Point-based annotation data

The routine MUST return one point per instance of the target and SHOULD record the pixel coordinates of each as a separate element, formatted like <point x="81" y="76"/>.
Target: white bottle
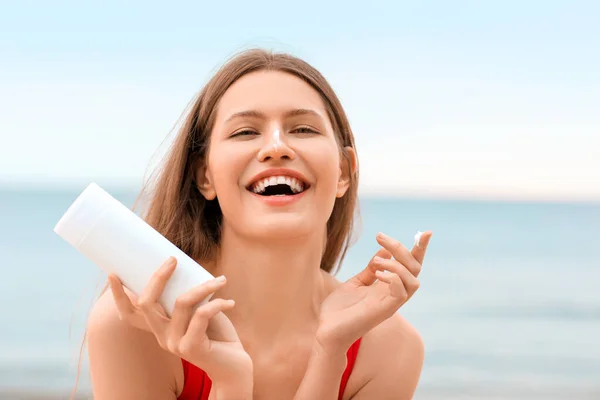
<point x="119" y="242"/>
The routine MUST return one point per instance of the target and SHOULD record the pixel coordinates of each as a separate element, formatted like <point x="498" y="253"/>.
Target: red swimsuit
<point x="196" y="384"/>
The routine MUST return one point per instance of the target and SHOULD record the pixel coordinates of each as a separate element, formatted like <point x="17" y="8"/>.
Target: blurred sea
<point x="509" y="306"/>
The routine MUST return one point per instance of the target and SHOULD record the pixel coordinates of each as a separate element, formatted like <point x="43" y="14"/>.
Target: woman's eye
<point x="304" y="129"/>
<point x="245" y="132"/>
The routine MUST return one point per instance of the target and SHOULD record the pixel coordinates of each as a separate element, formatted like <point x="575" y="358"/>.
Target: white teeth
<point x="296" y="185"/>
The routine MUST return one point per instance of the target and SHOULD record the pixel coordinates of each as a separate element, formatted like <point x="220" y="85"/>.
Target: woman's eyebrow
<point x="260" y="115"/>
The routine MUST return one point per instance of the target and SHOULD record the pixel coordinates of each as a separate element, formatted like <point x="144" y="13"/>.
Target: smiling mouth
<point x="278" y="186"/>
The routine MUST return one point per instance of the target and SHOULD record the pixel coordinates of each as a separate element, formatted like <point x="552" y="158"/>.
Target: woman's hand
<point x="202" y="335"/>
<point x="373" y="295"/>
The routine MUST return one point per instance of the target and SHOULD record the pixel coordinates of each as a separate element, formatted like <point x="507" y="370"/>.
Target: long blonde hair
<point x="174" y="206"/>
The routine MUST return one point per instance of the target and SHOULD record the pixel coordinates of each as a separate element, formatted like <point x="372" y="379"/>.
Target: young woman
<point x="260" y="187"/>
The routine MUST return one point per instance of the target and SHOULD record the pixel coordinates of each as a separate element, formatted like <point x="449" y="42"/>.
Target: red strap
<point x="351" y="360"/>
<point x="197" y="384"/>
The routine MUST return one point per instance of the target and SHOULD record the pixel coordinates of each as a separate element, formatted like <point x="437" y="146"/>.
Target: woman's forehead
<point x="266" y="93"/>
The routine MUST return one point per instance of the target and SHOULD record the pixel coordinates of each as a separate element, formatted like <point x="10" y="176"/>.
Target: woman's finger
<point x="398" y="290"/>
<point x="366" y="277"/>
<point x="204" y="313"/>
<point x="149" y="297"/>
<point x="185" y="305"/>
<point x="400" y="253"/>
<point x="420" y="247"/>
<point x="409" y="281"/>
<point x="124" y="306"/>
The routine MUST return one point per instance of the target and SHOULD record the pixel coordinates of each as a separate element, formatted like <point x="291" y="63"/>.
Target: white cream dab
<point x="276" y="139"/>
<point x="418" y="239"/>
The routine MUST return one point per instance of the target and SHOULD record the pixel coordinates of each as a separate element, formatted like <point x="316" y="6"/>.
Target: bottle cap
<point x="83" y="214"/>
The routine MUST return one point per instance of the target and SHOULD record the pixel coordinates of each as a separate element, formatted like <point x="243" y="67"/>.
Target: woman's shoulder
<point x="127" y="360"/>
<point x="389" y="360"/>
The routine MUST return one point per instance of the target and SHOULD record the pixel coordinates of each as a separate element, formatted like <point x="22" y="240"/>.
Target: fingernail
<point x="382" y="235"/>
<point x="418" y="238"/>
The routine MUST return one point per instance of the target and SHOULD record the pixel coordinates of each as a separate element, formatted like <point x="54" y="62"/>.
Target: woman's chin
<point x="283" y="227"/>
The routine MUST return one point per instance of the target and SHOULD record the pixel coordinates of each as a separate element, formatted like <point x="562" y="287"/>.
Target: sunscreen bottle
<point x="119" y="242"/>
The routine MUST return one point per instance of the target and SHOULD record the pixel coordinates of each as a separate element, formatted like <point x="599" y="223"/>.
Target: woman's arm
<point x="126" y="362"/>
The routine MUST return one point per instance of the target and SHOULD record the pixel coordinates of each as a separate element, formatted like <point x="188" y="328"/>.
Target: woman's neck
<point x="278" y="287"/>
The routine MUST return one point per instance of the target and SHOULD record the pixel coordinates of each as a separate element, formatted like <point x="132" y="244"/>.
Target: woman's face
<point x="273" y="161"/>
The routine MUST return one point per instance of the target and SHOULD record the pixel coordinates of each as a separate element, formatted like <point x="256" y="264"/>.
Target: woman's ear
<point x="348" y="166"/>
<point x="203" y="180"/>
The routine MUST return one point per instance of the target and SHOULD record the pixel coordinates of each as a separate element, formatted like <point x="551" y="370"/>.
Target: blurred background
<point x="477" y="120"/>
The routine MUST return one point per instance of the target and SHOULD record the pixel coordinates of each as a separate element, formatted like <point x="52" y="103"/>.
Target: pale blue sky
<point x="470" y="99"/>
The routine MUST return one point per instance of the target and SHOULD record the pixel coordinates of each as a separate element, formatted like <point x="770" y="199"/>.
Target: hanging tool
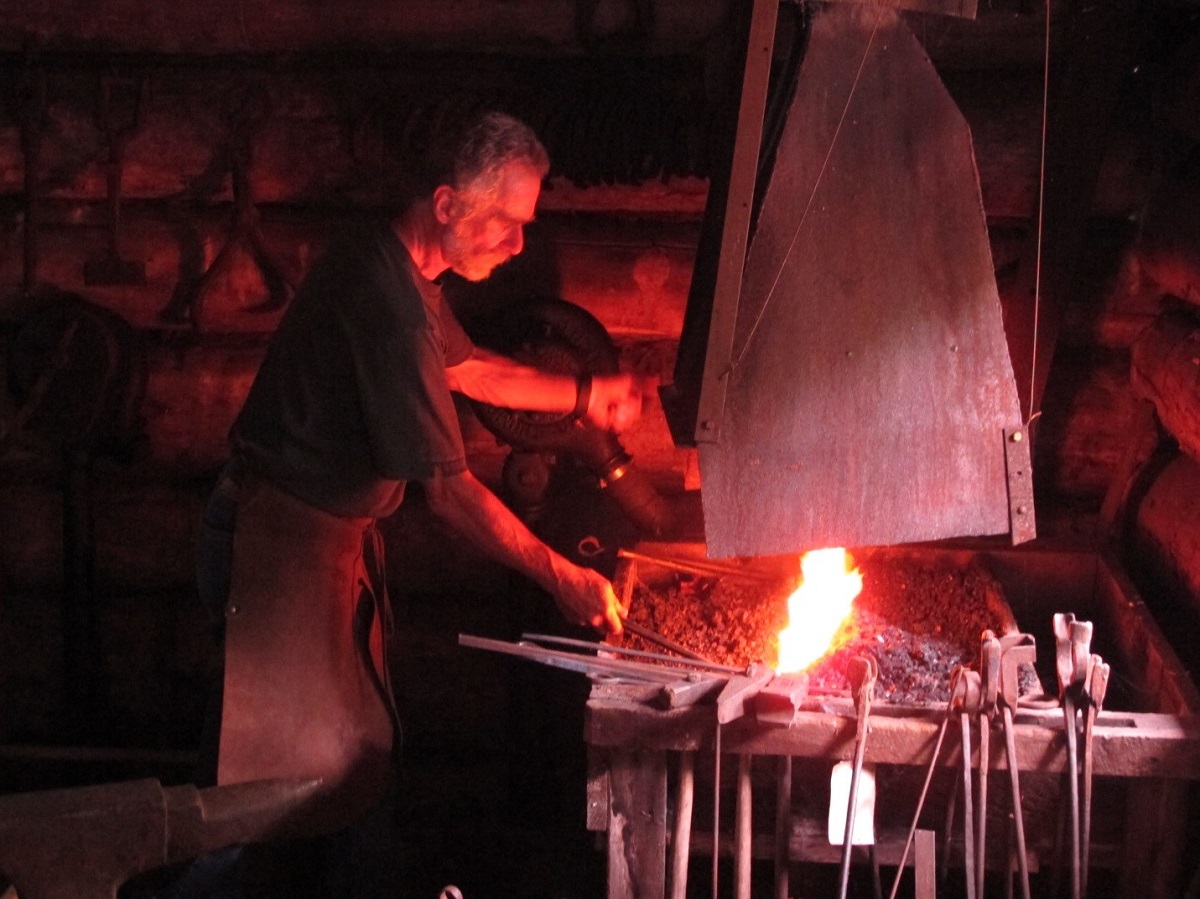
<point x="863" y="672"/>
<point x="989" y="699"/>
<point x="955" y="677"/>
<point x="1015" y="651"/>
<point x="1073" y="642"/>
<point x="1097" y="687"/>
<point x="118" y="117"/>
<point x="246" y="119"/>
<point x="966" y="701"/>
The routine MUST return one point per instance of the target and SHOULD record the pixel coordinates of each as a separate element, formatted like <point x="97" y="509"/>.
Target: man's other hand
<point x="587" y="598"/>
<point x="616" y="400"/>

Directions ::
Copy every record above exactly, leaving out the pictures.

Problem solution ::
The routine MUST return one point per instance of the target and SHOULD record the pixel coordinates of each as a separate element, formatted like <point x="81" y="76"/>.
Target: white bottle
<point x="119" y="242"/>
The routine MUST return one point per instance of the target and SHOULD record the pixel coordinates of each as a separate element, formatted like <point x="498" y="253"/>.
Target: red swimsuit
<point x="196" y="384"/>
The routine MUST return one point per instance of the target and SHOULD record the pixel coordinates of each as a separate element, formatted like <point x="17" y="8"/>.
Target: blurred sea
<point x="509" y="306"/>
The routine MUST return one point per instance of the target and SHOULD record the pixel coordinates of each as a separate element, formatted like <point x="43" y="14"/>.
Target: woman's eye
<point x="304" y="129"/>
<point x="245" y="132"/>
The routine MUST return one point per instance of the target and SHOULD record the pixel coordinates of each as a separate element, formatted like <point x="575" y="358"/>.
Target: white teeth
<point x="296" y="185"/>
The routine MUST return one point per instance of the target and SHOULD record the pixel coordinates of each as a separate element, formatted like <point x="220" y="85"/>.
Target: woman's eyebrow
<point x="260" y="115"/>
The routine MUST return one point per instance of the target and SHOULD record the pixel coordinates of each as a separate element, formatted like <point x="144" y="13"/>.
Target: smiling mouth
<point x="278" y="186"/>
The routine MUST return one point per instance of the target and SHOULD record the pixel coordinates of each as a separate element, formatted like <point x="552" y="158"/>.
Target: woman's hand
<point x="202" y="335"/>
<point x="373" y="295"/>
The routine MUST return one point per instance of the target and SHOULD record the pixel coordinates of each as a separate element, formatted like <point x="507" y="370"/>.
Target: long blonde hair
<point x="174" y="206"/>
The routine MUST return one point per instance of the target and SHOULD record the pixel coordinates of each as a separate element, formatted like <point x="372" y="379"/>.
Target: young woman
<point x="260" y="187"/>
The routine MUST return one point per instance of the target and SHOULD record the pixel coordinates of each as a separate element, formatted like <point x="449" y="42"/>.
Target: red strap
<point x="351" y="360"/>
<point x="197" y="384"/>
The routine MUST return one point per instance of the target and SHOULD record the pixel coordinates of each as a separate element, formatted like <point x="437" y="146"/>.
Target: woman's forehead
<point x="266" y="93"/>
The routine MUST return one point per instance of the target and SHOULD record the pixel coordinates of each as a separate element, formatted like <point x="10" y="176"/>.
Target: woman's finger
<point x="398" y="290"/>
<point x="366" y="277"/>
<point x="204" y="313"/>
<point x="149" y="297"/>
<point x="185" y="305"/>
<point x="400" y="253"/>
<point x="420" y="247"/>
<point x="409" y="281"/>
<point x="124" y="306"/>
The routine MUST return one point per instance of the target and SHOULD record the pixel coordinates of each as a separate element, formatted like <point x="291" y="63"/>.
Target: white cream dab
<point x="276" y="139"/>
<point x="418" y="239"/>
The routine MUST return one point per instance of the target and SHOULD record the pixel coordinates of each as a separate element, formatted like <point x="316" y="6"/>.
Target: bottle cap
<point x="83" y="214"/>
The routine MUST return one point per instance of the target and SHOULD record the pixel coordinates of each as a separate element, formatted like <point x="243" y="67"/>.
Target: woman's shoulder
<point x="127" y="360"/>
<point x="389" y="360"/>
The routine MUST return one point per instance of the target and SHOULD record the pixel coordinates of each as a separate element, formatted like <point x="22" y="240"/>.
Target: fingernail
<point x="382" y="235"/>
<point x="418" y="238"/>
The routine MUST return one point per instance of the target and SHOULD record the pixel coordinates of each as a separate element, formatted like <point x="54" y="62"/>.
Target: woman's chin
<point x="283" y="227"/>
The routine MUST return one point per instance of the target and SHOULD record the pixel coordinates of each as a separate element, formatted like <point x="562" y="287"/>.
Target: sunscreen bottle
<point x="119" y="242"/>
The routine MUST return one point per instance of the target and SHOULD record the pixel coordinates of each as a separate element, formatted like <point x="599" y="223"/>.
Target: woman's arm
<point x="126" y="362"/>
The routine MUST return one point per instance of the target and SHOULD record the pixel coordinates of each as a separate element, formatted like <point x="188" y="328"/>.
Target: woman's neck
<point x="278" y="287"/>
The routine MUST return one point per instance of the target and SHOULD record the pixel coordinates of each as a separate element, formatted like <point x="132" y="244"/>.
Target: woman's face
<point x="273" y="161"/>
The routine MUST return one point per instance of the target and SHOULD record the pixel coordinates of each as a separate element, formatted like <point x="256" y="264"/>.
Target: woman's ear
<point x="348" y="166"/>
<point x="203" y="180"/>
The routine MUST return one point per instance of the target and SHOULD record the pixel coordinates of each as a separate element, formatted like <point x="551" y="370"/>.
Target: blurred background
<point x="477" y="120"/>
The routine MUST return one point per instance of the target and SHOULD record the pixel coordinates of each as a separate element, formatted like <point x="52" y="103"/>.
Target: pale blue sky
<point x="470" y="99"/>
The routine MUST return one point per instance of the target and SHOULD record the pixel coordinates of each as a separate element, formatted like <point x="770" y="199"/>.
Target: hanging tool
<point x="863" y="672"/>
<point x="989" y="699"/>
<point x="955" y="677"/>
<point x="1015" y="651"/>
<point x="1073" y="642"/>
<point x="1097" y="687"/>
<point x="118" y="117"/>
<point x="246" y="119"/>
<point x="966" y="701"/>
The routine MUST return one point per instance of the target and SHOULD record the pixel coordinates of each as a separate element, formatted like <point x="97" y="509"/>.
Target: man's other hand
<point x="587" y="598"/>
<point x="616" y="400"/>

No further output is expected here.